• **Given data**:
[Start of section]

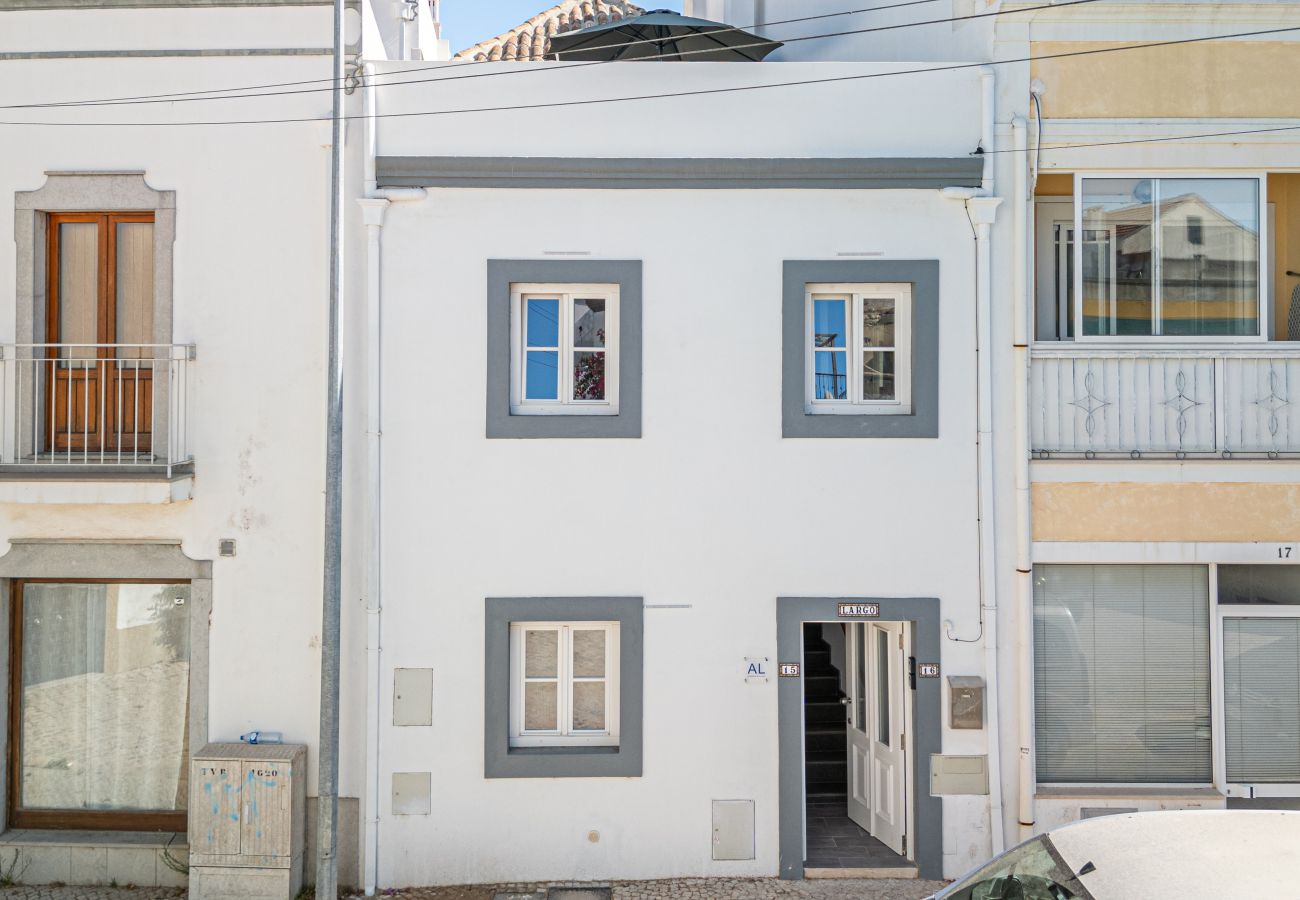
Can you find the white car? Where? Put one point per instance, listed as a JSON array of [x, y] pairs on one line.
[[1190, 855]]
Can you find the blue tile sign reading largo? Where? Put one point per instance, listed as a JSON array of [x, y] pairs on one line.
[[859, 610]]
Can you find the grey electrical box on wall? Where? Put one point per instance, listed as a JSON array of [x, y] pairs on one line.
[[965, 701], [247, 821]]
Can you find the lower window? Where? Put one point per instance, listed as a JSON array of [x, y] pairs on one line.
[[1122, 674], [100, 684], [564, 684]]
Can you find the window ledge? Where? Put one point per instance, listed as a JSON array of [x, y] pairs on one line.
[[562, 751], [70, 838], [1123, 792], [95, 484]]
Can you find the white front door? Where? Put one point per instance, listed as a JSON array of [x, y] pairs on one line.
[[858, 725], [885, 714]]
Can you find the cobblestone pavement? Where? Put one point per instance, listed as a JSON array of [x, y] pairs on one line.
[[694, 888], [78, 892], [675, 888]]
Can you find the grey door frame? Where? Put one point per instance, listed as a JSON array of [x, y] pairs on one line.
[[927, 812]]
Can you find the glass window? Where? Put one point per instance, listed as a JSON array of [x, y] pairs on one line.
[[1261, 699], [103, 700], [1170, 256], [883, 687], [1122, 684], [1261, 585], [858, 349], [564, 688], [566, 350]]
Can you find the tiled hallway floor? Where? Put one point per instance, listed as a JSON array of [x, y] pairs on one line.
[[837, 842]]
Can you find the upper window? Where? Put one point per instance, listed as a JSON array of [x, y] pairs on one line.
[[99, 327], [858, 349], [566, 345], [564, 687], [1166, 256]]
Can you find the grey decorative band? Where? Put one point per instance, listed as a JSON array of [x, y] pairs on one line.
[[677, 173], [46, 5], [160, 53]]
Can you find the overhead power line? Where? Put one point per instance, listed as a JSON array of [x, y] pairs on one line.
[[737, 89], [264, 90], [1153, 141]]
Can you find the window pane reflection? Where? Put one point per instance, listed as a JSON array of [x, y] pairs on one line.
[[104, 696], [589, 653], [878, 375], [540, 709], [542, 375], [830, 323], [1205, 281], [588, 323], [589, 376], [544, 323], [1209, 256], [541, 653], [831, 376], [589, 706], [878, 321], [1117, 263]]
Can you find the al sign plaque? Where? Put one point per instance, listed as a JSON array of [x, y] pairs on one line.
[[859, 610]]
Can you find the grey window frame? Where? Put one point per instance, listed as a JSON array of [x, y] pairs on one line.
[[505, 272], [923, 419], [501, 760]]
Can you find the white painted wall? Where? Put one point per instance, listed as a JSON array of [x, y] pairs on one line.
[[858, 30], [878, 113], [250, 291], [710, 509]]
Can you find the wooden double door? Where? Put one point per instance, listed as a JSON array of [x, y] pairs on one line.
[[99, 370]]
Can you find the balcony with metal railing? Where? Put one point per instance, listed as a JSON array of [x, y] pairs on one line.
[[1222, 401], [95, 410]]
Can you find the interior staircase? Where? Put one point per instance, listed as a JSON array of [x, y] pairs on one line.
[[824, 741]]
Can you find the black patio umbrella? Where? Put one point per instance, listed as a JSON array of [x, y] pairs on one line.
[[662, 34]]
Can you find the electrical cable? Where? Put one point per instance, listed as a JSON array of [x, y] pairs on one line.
[[230, 94], [685, 94]]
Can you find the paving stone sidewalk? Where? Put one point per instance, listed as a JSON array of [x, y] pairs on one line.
[[693, 888], [89, 892], [675, 888]]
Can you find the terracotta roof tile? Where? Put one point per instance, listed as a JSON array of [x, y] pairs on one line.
[[532, 39]]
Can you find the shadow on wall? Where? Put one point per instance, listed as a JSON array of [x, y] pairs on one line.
[[349, 842]]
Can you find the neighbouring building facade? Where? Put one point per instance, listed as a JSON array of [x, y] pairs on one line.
[[161, 372], [1144, 338], [861, 459]]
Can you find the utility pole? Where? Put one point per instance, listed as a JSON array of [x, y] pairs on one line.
[[326, 822]]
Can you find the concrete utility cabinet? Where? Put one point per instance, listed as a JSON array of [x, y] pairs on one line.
[[247, 821]]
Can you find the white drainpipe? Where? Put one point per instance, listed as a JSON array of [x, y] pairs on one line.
[[1023, 563], [373, 208], [982, 210]]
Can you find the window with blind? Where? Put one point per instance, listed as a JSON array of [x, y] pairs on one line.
[[1122, 674], [1261, 699]]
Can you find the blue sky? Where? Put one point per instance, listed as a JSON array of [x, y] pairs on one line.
[[466, 22]]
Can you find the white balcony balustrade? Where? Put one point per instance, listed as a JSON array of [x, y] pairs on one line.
[[1165, 402], [95, 406]]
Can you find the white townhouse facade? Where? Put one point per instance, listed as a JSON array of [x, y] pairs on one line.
[[693, 383], [1144, 419], [161, 415]]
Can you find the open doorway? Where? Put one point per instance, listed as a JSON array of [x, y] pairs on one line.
[[917, 705], [856, 753]]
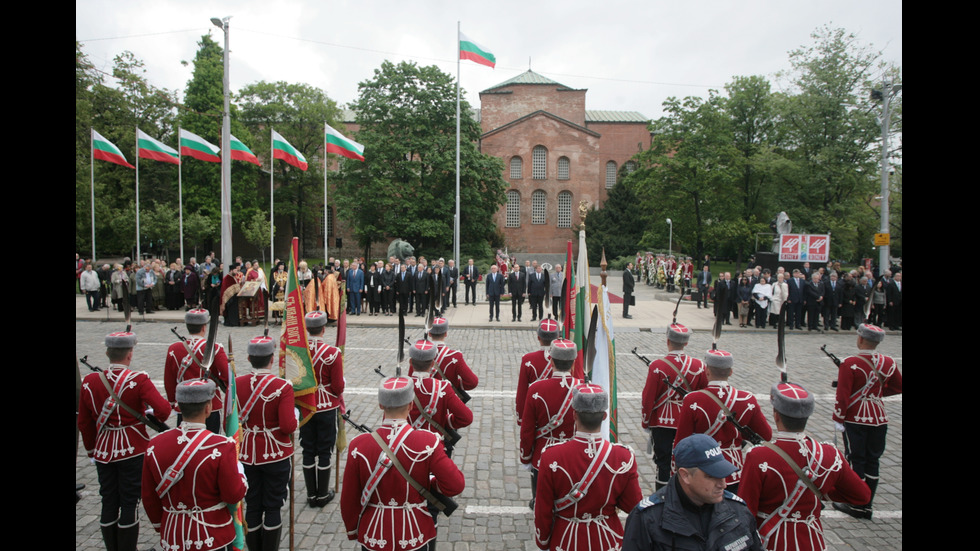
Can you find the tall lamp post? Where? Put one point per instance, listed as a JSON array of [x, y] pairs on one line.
[[225, 155]]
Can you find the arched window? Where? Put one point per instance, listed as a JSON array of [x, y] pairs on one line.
[[539, 202], [513, 209], [610, 174], [539, 163], [563, 166], [516, 168], [565, 209]]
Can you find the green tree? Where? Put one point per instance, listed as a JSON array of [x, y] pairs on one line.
[[297, 112], [407, 118]]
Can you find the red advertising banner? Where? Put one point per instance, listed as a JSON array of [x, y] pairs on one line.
[[803, 247]]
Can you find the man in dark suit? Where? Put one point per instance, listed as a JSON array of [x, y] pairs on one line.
[[537, 286], [627, 290], [470, 275], [517, 286], [495, 288]]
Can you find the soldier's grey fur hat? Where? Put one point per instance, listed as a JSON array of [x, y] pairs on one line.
[[396, 392], [422, 351], [120, 339], [195, 391], [262, 346], [314, 319], [792, 400], [678, 333], [563, 349], [589, 398], [719, 359], [871, 333], [197, 316]]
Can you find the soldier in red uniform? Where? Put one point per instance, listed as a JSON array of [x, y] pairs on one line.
[[583, 480], [859, 412], [190, 475], [547, 415], [450, 365], [268, 417], [184, 364], [435, 407], [787, 506], [668, 380], [536, 366], [318, 436], [115, 439], [705, 411], [380, 508]]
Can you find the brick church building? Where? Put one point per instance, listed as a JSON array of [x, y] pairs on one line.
[[556, 154]]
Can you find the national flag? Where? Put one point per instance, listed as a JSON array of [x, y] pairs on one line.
[[195, 146], [341, 145], [604, 367], [282, 150], [233, 430], [104, 150], [241, 152], [469, 49], [581, 327], [295, 363], [150, 148]]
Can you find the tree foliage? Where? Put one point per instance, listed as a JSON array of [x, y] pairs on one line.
[[406, 187]]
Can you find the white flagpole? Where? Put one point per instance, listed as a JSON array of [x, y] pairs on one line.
[[138, 256], [456, 226], [91, 137], [180, 196]]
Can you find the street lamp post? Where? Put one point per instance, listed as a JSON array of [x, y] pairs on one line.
[[225, 155]]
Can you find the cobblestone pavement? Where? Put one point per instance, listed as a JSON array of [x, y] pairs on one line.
[[493, 511]]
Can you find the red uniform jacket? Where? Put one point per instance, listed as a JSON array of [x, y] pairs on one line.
[[392, 516], [111, 433], [547, 416], [535, 366], [859, 390], [328, 366], [592, 522], [266, 426], [192, 515], [181, 366], [440, 402], [700, 413], [772, 491], [662, 404]]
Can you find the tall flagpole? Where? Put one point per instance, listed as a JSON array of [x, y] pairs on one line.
[[91, 150], [180, 196], [456, 226], [137, 196]]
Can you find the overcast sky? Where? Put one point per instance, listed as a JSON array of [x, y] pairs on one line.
[[630, 55]]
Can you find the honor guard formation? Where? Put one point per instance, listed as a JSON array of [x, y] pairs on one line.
[[726, 476]]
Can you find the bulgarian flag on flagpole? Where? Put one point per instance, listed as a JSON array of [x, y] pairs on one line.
[[282, 150], [341, 145], [241, 152], [104, 150], [295, 363], [195, 146], [150, 148], [469, 49]]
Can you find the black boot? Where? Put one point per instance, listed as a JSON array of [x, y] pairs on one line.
[[310, 477], [270, 539], [324, 494]]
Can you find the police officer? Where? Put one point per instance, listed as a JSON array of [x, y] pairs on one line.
[[268, 417], [862, 381], [190, 475], [694, 511], [115, 439], [318, 435]]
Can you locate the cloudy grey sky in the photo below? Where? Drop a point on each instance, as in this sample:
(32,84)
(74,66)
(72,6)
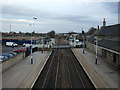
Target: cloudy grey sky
(61,16)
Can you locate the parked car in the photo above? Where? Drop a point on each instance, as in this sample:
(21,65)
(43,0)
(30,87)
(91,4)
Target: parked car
(7,55)
(19,50)
(13,53)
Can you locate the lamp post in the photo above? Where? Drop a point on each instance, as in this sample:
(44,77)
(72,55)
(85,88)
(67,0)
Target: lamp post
(96,51)
(83,40)
(32,61)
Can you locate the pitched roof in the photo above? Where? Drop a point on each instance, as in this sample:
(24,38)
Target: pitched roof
(113,30)
(110,44)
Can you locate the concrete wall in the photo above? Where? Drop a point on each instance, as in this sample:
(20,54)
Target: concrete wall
(12,61)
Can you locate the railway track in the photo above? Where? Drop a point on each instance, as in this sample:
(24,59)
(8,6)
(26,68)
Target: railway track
(62,70)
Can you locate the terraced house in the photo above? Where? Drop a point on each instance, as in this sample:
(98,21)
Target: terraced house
(108,43)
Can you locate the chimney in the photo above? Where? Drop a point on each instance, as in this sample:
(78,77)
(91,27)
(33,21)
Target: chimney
(104,22)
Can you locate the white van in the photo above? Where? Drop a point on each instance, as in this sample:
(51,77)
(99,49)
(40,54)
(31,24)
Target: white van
(11,44)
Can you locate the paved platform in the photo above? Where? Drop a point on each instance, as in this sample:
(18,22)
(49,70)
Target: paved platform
(102,74)
(23,74)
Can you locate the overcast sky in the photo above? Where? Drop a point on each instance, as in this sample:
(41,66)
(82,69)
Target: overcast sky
(61,16)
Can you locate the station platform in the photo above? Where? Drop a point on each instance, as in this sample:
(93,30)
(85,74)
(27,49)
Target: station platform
(24,74)
(102,74)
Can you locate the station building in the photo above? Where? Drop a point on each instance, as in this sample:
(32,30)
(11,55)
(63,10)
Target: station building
(108,43)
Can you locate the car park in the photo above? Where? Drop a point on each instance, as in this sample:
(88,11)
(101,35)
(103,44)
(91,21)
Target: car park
(19,50)
(13,53)
(7,55)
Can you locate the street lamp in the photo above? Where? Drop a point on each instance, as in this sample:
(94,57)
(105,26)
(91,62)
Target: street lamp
(96,50)
(34,18)
(83,40)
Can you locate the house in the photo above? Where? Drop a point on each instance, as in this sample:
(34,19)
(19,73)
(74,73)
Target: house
(108,43)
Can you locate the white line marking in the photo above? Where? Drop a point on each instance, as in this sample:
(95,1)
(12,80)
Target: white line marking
(78,73)
(48,72)
(68,72)
(85,70)
(57,69)
(40,71)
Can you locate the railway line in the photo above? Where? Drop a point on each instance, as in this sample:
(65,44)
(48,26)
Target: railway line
(62,70)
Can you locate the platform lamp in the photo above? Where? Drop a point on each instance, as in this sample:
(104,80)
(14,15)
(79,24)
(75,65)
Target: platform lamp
(31,60)
(83,34)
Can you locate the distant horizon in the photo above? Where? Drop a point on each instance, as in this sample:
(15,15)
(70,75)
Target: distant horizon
(63,17)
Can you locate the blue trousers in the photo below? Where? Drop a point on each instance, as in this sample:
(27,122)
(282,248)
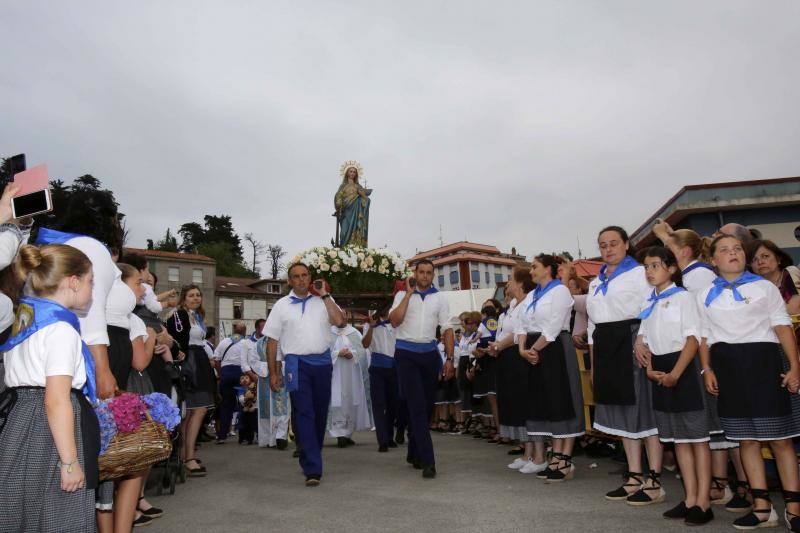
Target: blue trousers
(229,378)
(418,374)
(384,393)
(310,404)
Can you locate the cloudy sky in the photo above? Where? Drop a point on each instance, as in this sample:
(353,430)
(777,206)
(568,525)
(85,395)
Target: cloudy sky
(526,123)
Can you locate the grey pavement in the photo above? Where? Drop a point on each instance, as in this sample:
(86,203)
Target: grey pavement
(251,489)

[End of section]

• **About this exercise**: State the number of lines above that contain "below". Write nothing besides it.

• **Response to this exercise**: 2